#### TASK STATEMENT
Retype the records from their start up to and including the line with "119L153 118L155 118L155", leaving the pictures out of your answer.

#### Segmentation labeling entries
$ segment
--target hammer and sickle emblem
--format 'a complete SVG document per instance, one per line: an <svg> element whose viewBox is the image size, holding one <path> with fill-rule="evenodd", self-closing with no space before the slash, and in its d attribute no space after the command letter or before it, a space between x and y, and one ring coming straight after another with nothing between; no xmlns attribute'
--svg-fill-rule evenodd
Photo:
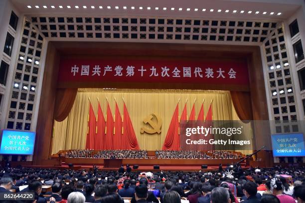
<svg viewBox="0 0 305 203"><path fill-rule="evenodd" d="M153 119L153 118L155 118L155 119ZM144 133L144 132L150 134L161 133L162 122L161 122L161 118L158 115L152 113L145 118L143 120L143 122L146 124L148 123L152 128L141 128L141 133Z"/></svg>

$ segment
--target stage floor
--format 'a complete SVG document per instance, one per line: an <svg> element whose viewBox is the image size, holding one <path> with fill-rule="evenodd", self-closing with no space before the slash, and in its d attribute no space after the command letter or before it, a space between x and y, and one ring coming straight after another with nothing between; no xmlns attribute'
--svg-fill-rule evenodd
<svg viewBox="0 0 305 203"><path fill-rule="evenodd" d="M24 166L26 167L26 166ZM30 167L29 166L29 167ZM31 167L41 168L52 168L58 169L68 169L69 166L67 164L63 164L61 166L31 166ZM132 167L132 166L131 166ZM104 168L103 166L97 166L99 170L100 171L117 171L118 168ZM242 166L243 169L248 168L248 167ZM91 170L93 169L92 165L74 165L74 169L75 170ZM201 169L201 167L199 166L160 166L159 169L153 169L153 166L139 166L137 169L133 169L133 171L138 172L159 172L161 171L218 171L218 167L217 166L208 166L207 169Z"/></svg>

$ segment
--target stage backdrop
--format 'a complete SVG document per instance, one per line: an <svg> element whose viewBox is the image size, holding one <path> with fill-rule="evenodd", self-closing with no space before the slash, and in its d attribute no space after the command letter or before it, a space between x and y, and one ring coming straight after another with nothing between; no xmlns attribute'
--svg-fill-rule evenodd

#### ANSWER BELOW
$ segment
--target hammer and sickle emblem
--format 'a complete SVG document per instance, one per line: an <svg> element whose viewBox is the image size, holding one <path> with fill-rule="evenodd", self-closing with no space before the slash, and in its d attribute no space after the command letter or before it, a space between x and y, and one ring coming straight after another with nothing between; no xmlns attribute'
--svg-fill-rule evenodd
Photo:
<svg viewBox="0 0 305 203"><path fill-rule="evenodd" d="M153 119L153 118L155 118L155 119ZM144 133L144 132L150 134L161 133L162 122L161 122L161 118L158 115L152 113L145 118L143 120L143 122L146 124L148 123L152 128L141 128L141 133Z"/></svg>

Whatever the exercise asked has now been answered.